Wherever "holding" turns up in the entries, copy out the line that holds it.

DATA SHOWN Start Marker

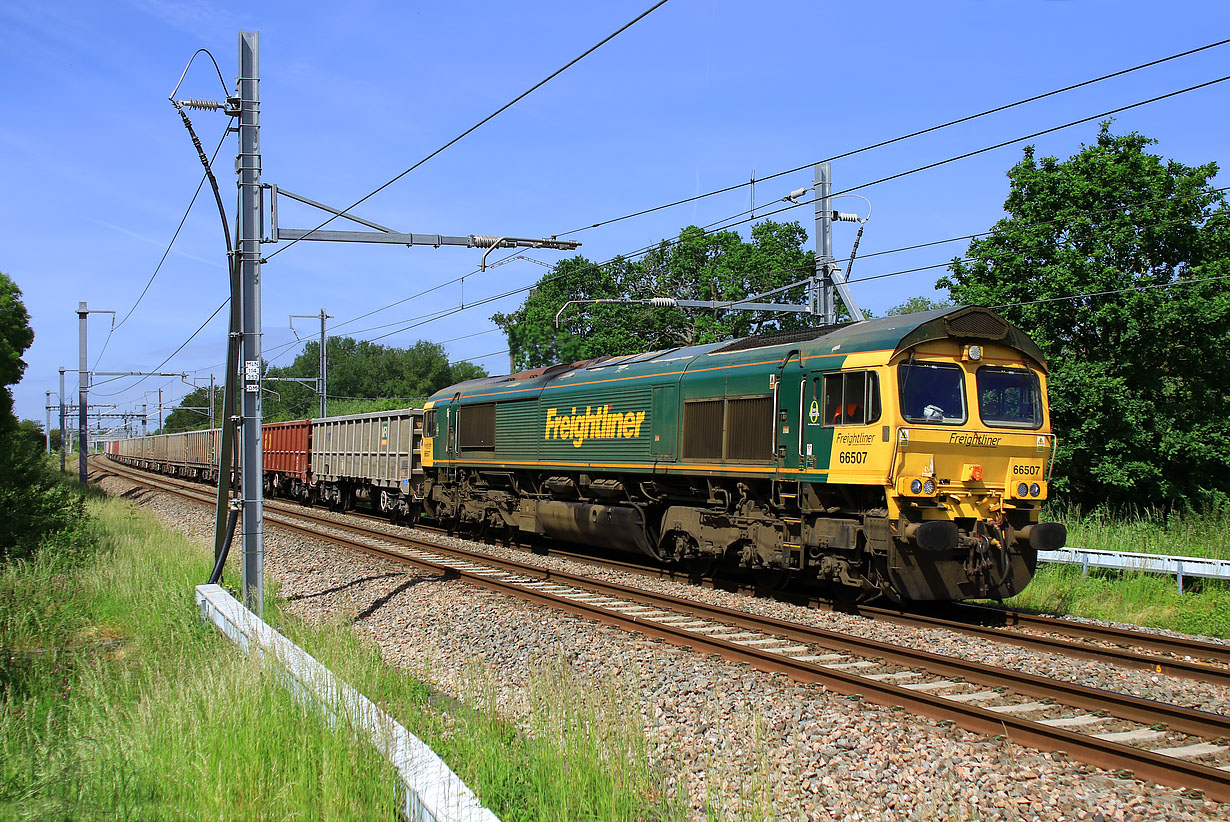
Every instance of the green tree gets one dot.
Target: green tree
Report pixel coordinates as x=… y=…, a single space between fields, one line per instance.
x=33 y=503
x=696 y=266
x=915 y=304
x=1111 y=261
x=15 y=337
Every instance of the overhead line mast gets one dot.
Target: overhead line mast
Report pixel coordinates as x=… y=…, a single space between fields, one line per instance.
x=249 y=230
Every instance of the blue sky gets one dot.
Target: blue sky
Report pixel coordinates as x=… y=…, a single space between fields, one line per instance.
x=96 y=169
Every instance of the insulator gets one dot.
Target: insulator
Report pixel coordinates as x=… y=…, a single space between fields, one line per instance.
x=203 y=105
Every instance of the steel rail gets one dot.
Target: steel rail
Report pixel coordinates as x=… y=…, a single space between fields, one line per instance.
x=974 y=624
x=1199 y=663
x=1143 y=763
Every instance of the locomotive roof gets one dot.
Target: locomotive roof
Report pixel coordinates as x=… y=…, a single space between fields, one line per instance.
x=896 y=334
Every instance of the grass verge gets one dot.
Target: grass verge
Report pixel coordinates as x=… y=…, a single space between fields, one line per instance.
x=579 y=754
x=1134 y=597
x=117 y=703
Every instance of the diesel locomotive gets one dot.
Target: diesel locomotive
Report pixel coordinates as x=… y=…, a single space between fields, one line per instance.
x=905 y=457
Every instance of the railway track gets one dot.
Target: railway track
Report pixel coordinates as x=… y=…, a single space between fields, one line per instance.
x=1174 y=656
x=1166 y=743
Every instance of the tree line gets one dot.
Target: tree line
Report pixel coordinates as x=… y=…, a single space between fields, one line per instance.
x=361 y=377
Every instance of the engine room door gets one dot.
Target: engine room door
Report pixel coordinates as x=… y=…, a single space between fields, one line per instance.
x=789 y=430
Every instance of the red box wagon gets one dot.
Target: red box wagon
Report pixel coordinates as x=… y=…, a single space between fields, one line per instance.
x=287 y=449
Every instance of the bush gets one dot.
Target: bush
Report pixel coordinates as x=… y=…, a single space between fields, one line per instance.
x=35 y=502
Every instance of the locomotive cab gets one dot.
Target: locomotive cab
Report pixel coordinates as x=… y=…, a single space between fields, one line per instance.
x=971 y=459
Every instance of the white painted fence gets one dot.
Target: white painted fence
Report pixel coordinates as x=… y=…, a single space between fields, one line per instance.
x=432 y=791
x=1176 y=566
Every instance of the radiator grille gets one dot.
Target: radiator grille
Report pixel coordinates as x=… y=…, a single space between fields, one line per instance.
x=749 y=428
x=978 y=324
x=702 y=430
x=476 y=427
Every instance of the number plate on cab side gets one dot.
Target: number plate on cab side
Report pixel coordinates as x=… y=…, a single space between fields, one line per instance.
x=1023 y=470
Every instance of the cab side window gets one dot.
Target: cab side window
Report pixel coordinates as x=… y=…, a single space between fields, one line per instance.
x=851 y=399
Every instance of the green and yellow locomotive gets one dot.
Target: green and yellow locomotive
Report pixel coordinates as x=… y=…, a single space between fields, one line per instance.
x=905 y=455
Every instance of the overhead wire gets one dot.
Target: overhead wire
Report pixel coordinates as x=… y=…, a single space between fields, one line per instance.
x=742 y=217
x=182 y=346
x=482 y=122
x=167 y=250
x=903 y=137
x=429 y=318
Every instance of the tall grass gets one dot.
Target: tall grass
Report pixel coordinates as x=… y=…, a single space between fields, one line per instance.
x=1148 y=530
x=581 y=754
x=117 y=703
x=1137 y=597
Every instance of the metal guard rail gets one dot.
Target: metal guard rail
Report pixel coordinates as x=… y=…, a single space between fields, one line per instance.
x=1177 y=566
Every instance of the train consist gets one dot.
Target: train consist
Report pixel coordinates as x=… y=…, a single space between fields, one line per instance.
x=905 y=457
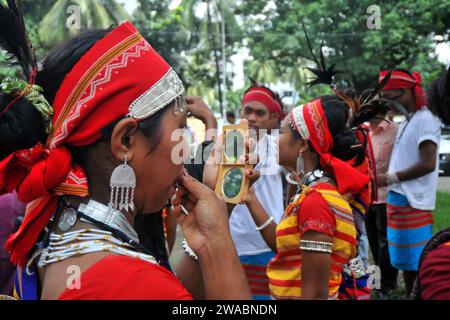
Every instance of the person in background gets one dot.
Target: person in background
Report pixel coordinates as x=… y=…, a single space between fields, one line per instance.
x=252 y=230
x=231 y=117
x=382 y=134
x=11 y=208
x=412 y=175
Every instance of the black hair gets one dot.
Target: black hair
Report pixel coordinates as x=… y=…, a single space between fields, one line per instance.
x=438 y=97
x=21 y=126
x=61 y=59
x=346 y=145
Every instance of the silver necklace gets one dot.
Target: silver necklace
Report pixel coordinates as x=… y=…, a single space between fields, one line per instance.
x=80 y=242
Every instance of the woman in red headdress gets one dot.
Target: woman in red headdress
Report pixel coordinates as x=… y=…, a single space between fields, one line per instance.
x=316 y=236
x=86 y=142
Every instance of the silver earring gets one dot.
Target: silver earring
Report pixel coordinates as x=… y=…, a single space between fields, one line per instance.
x=123 y=182
x=300 y=165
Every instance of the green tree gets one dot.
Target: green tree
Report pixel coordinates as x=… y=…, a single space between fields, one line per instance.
x=406 y=38
x=207 y=31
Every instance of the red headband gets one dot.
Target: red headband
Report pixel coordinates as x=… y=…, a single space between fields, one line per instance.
x=402 y=80
x=311 y=123
x=264 y=96
x=121 y=74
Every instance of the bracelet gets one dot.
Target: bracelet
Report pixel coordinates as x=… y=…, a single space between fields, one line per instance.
x=316 y=246
x=265 y=224
x=188 y=249
x=392 y=178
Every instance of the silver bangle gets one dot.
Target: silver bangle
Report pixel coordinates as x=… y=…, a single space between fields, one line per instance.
x=265 y=224
x=316 y=246
x=392 y=178
x=188 y=249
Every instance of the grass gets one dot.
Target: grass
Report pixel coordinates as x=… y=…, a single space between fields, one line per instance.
x=441 y=220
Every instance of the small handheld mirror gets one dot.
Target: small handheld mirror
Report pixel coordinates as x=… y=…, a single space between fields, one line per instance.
x=232 y=183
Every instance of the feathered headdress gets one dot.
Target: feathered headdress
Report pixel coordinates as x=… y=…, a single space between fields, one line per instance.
x=13 y=37
x=14 y=40
x=323 y=74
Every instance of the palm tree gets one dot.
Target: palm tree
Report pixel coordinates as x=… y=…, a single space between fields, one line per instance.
x=218 y=19
x=93 y=14
x=298 y=76
x=262 y=71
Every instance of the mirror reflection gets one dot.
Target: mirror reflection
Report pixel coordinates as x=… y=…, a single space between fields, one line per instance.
x=234 y=145
x=232 y=183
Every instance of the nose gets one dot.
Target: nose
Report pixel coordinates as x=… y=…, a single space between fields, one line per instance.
x=251 y=118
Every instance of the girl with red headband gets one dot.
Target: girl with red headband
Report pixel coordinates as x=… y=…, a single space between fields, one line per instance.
x=316 y=236
x=88 y=147
x=412 y=175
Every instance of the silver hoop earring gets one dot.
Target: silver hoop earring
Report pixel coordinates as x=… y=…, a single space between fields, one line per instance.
x=122 y=184
x=300 y=166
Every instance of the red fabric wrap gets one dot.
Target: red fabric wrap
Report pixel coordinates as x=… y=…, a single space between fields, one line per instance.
x=97 y=91
x=348 y=179
x=402 y=80
x=264 y=96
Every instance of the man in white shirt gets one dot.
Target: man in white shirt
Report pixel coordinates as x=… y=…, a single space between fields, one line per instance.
x=412 y=175
x=262 y=109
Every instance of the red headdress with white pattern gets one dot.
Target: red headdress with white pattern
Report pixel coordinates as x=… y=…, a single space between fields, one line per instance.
x=121 y=75
x=310 y=122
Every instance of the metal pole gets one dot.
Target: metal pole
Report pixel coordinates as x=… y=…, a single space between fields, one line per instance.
x=224 y=65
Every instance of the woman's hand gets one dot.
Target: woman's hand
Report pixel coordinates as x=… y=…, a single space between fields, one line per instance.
x=207 y=220
x=211 y=169
x=206 y=230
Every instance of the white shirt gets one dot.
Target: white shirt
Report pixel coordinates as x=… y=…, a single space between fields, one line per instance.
x=269 y=191
x=423 y=126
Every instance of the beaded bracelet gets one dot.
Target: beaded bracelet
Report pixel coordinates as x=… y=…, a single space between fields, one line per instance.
x=316 y=246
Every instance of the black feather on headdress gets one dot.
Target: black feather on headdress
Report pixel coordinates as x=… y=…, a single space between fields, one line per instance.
x=323 y=74
x=13 y=36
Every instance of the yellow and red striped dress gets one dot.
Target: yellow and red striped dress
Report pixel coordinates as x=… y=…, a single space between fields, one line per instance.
x=285 y=269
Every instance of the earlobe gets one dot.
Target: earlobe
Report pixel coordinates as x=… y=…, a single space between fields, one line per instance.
x=123 y=139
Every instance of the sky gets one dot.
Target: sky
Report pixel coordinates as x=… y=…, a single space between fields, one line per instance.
x=442 y=50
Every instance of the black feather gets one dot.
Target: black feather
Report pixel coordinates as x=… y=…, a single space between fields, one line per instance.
x=376 y=91
x=323 y=75
x=13 y=36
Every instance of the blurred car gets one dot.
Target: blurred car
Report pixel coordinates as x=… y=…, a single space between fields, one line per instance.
x=444 y=155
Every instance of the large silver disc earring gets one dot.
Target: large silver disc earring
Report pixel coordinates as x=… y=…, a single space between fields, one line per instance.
x=123 y=182
x=300 y=166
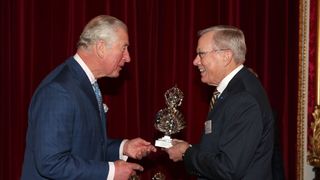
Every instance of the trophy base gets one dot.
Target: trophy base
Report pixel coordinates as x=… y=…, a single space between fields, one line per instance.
x=164 y=142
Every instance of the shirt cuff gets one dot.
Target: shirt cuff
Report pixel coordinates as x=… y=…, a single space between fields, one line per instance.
x=121 y=155
x=111 y=171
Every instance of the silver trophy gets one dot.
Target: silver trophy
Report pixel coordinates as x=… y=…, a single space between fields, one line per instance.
x=169 y=120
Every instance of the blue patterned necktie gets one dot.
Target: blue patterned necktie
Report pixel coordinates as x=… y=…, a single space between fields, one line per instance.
x=97 y=92
x=214 y=98
x=98 y=96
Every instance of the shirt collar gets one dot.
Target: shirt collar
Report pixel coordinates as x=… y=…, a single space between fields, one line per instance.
x=85 y=68
x=225 y=81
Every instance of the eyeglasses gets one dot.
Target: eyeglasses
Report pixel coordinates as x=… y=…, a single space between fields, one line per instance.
x=202 y=54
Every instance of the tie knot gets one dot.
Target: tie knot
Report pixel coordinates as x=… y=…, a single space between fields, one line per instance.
x=215 y=96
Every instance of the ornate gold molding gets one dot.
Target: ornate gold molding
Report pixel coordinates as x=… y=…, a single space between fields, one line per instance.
x=303 y=85
x=314 y=154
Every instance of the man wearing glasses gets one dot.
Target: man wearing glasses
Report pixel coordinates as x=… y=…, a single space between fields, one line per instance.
x=237 y=141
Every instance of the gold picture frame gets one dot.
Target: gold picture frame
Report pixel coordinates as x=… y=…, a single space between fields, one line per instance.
x=308 y=135
x=302 y=85
x=314 y=137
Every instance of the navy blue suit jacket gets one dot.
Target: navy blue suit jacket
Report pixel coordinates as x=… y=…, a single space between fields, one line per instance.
x=65 y=136
x=241 y=143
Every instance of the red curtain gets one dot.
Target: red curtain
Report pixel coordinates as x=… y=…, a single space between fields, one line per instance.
x=38 y=35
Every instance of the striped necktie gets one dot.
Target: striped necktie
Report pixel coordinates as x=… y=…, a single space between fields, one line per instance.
x=97 y=92
x=98 y=96
x=215 y=96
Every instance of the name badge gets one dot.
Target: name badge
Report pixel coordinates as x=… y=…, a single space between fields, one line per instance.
x=208 y=127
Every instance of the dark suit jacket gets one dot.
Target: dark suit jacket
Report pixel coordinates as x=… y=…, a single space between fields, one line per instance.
x=241 y=143
x=65 y=138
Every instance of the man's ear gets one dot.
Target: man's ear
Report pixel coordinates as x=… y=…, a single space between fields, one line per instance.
x=100 y=48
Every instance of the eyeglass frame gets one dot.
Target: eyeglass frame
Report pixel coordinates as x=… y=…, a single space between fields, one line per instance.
x=202 y=54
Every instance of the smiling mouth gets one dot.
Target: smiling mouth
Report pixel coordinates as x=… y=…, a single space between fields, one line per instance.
x=202 y=70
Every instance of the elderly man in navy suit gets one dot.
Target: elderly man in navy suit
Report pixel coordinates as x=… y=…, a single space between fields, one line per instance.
x=237 y=141
x=66 y=136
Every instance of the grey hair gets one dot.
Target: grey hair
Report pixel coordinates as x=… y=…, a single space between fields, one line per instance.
x=102 y=27
x=228 y=37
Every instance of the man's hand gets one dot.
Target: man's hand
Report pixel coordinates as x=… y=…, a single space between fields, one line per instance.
x=177 y=150
x=138 y=148
x=123 y=169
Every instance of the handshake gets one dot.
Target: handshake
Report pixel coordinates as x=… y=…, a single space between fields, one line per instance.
x=137 y=149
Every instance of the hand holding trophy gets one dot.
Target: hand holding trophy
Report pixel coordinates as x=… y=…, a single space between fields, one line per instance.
x=169 y=120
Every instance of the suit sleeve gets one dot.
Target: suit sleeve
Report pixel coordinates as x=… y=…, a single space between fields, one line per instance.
x=240 y=136
x=52 y=116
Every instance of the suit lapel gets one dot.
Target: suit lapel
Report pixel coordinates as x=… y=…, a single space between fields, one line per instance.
x=85 y=85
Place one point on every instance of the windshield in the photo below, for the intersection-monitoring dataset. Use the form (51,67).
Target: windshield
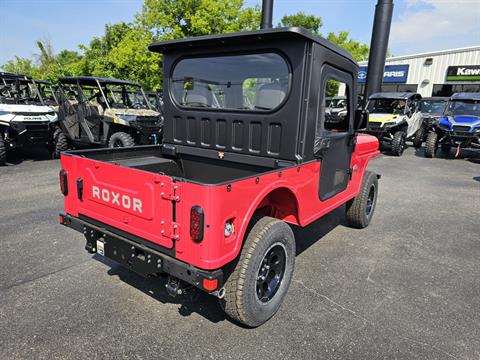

DATA SHOWN End Marker

◆ **ANSWER SECTION**:
Every instance of the hand holding trophy gets one dot.
Target: hand holding trophy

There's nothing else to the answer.